__Texte présenté__:
━━━━━━━━━━━━━━━━━━━━
Logé dans un groupe 4 en compagnie du Bénin, du Ghana, du Nigéria et du Togo, le Burkina, à travers son équipe nationale-fanion, a fait un parcours acceptable avant d’aller se fracasser au mur nigérian lors d’un match synonyme d’une finale pour la qualification à la Coupe d’Afrique des nations (CAN) 92. 7-1 a été le score sans appel que Rashidi Yékini et sa bande ont infligé aux Etalons. Retour sur une rencontre qui est et qui restera gravée dans la mémoire d’une génération de Burkinabè.

Une victoire pour une qualification historique sur le terrain était la difficile mission des Etalons du Burkina Faso en cet après-midi du samedi 27 juillet 1991 (après un match nul de 1 but partout à Ouagagougou) dans l’antre du National Stadium of Suruleré de Lagos, garni de plus de 70 000 âmes. Mission certes, difficile, mais personne ne pouvait imaginer un tel scenario à l’issue de la rencontre. 7 buts à 1 a été le score sans appel infligé à l’équipe nationale burkinabè qui disait du même coup adieu à Sénégal 92. Pourtant, tout avait bien commencé, si bien qu’aux premiers raids nigérians répondaient Edouard Gnimassou, Issouf Traoré et M’Bemba Touré. A plusieurs reprises, le public nigérian a applaudi les Etalons pour ce début de match impeccable. Puis, arriva le premier but nigérian juste avant le quart d’heure de jeu (14e mn). Sur l’action, la défense burkinabè ressortait pour obtenir le hors-jeu. Samson Siasia, alors professionnel en Belgique surgit. Ibrahim Diarra sortit en sauvetage rate son intervention. L’attaquant nigérian désormais seul ne se fit pas prier pour ouvrir le score. Nullement découragés et comme blessés dans leur amour propre, les Etalons redoublent d’effort, si bien qu’à la 20e mn, sur un corner d’Issouf Traoré, M’Bemba Touré du plat du pied reprend la balle au fond des filets. Galvanisés par ce but, les Etalons pratiquent un football total fait de belles passes mais c’était sans compter avec les Nigérians.
━━━━━━━━━━━━━━━━━━━━
__Travail demandé__:
1: Répondez à ces questions d'après l'article sur le match de Lagos :
(a) Avec quels pays le Burkina partageait-il le groupe 4 ?
(b) À quelle date le match de Lagos a-t-il eu lieu ?
(c) Quel joueur a marqué le but burkinabè, et à quelle minute ?
2: Recopiez fidèlement le passage de l'article sur le match de Lagos qui commence par les mots contenant « Logé dans un » et se termine par « génération de Burkinabè. ».
Les données qui suivent proviennent d'une autre source que l'article sur le match de Lagos.
━━━━━━━━━━━━━━━━━━━━
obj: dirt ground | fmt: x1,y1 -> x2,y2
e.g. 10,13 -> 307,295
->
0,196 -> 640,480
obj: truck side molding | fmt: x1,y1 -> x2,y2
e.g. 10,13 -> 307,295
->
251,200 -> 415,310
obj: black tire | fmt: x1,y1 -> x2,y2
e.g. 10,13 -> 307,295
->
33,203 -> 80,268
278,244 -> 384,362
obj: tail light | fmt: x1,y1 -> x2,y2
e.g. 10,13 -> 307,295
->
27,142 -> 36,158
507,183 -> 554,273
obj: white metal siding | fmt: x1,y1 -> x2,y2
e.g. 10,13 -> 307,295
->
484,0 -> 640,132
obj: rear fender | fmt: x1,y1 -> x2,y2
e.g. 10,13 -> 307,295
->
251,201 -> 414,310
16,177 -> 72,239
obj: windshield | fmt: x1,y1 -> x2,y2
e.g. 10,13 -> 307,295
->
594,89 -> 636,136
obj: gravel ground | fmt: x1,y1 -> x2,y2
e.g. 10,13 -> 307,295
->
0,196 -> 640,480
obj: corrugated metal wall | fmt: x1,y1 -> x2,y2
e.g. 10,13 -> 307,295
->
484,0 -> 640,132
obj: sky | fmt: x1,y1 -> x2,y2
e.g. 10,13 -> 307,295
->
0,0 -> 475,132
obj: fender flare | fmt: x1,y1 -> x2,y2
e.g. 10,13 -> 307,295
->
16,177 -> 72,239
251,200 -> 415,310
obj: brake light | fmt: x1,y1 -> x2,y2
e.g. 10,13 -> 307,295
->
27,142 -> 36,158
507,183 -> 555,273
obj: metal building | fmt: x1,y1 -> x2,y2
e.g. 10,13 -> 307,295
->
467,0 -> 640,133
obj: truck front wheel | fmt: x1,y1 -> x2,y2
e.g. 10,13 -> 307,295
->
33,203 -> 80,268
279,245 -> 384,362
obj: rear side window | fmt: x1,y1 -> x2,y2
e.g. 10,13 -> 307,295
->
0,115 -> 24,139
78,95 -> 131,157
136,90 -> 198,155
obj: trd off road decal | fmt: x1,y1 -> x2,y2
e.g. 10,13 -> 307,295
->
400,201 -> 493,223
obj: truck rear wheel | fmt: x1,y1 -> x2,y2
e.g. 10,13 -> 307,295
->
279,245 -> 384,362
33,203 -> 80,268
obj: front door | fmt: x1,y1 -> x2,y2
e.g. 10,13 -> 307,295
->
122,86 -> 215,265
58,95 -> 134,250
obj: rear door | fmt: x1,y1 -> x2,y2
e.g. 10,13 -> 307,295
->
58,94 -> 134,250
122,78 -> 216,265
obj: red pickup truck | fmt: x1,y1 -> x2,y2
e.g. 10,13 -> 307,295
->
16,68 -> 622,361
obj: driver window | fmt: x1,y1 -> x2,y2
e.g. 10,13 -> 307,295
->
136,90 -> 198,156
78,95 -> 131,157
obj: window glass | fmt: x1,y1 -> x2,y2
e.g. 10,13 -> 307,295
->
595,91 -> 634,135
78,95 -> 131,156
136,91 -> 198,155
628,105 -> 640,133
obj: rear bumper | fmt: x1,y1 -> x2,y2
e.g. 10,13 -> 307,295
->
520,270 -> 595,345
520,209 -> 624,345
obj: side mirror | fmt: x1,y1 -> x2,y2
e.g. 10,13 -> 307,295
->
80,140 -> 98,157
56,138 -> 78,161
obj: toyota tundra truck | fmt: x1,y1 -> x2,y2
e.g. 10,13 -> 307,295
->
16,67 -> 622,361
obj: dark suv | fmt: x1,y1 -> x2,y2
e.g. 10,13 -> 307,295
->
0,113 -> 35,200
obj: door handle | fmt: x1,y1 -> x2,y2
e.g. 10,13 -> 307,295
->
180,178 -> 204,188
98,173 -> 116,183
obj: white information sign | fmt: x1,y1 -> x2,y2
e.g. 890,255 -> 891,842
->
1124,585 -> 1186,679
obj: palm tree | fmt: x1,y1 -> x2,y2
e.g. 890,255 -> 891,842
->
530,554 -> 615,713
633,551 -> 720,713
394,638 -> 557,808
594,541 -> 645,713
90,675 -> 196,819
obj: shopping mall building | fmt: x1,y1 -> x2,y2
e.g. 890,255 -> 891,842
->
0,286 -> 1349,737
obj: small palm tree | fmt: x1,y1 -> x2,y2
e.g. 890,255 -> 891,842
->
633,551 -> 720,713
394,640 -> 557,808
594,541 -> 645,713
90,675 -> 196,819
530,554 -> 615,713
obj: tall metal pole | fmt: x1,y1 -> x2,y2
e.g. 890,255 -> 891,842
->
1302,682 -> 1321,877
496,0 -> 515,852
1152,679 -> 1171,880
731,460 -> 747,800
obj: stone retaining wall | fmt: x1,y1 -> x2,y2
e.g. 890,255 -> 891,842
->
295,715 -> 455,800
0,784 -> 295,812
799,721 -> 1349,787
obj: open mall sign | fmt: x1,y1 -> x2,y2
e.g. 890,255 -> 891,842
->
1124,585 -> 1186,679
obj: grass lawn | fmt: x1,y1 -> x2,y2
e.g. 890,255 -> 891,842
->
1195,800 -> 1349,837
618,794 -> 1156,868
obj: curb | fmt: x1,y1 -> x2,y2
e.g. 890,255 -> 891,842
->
━━━━━━━━━━━━━━━━━━━━
__Réponses complètes__:
1:
(a) Le Bénin, le Ghana, le Nigéria et le Togo.
(b) Le samedi 27 juillet 1991.
(c) M'Bemba Touré, à la 20e minute.

2:
Logé dans un groupe 4 en compagnie du Bénin, du Ghana, du Nigéria et du Togo, le Burkina, à travers son équipe nationale-fanion, a fait un parcours acceptable avant d’aller se fracasser au mur nigérian lors d’un match synonyme d’une finale pour la qualification à la Coupe d’Afrique des nations (CAN) 92. 7-1 a été le score sans appel que Rashidi Yékini et sa bande ont infligé aux Etalons. Retour sur une rencontre qui est et qui restera gravée dans la mémoire d’une génération de Burkinabè.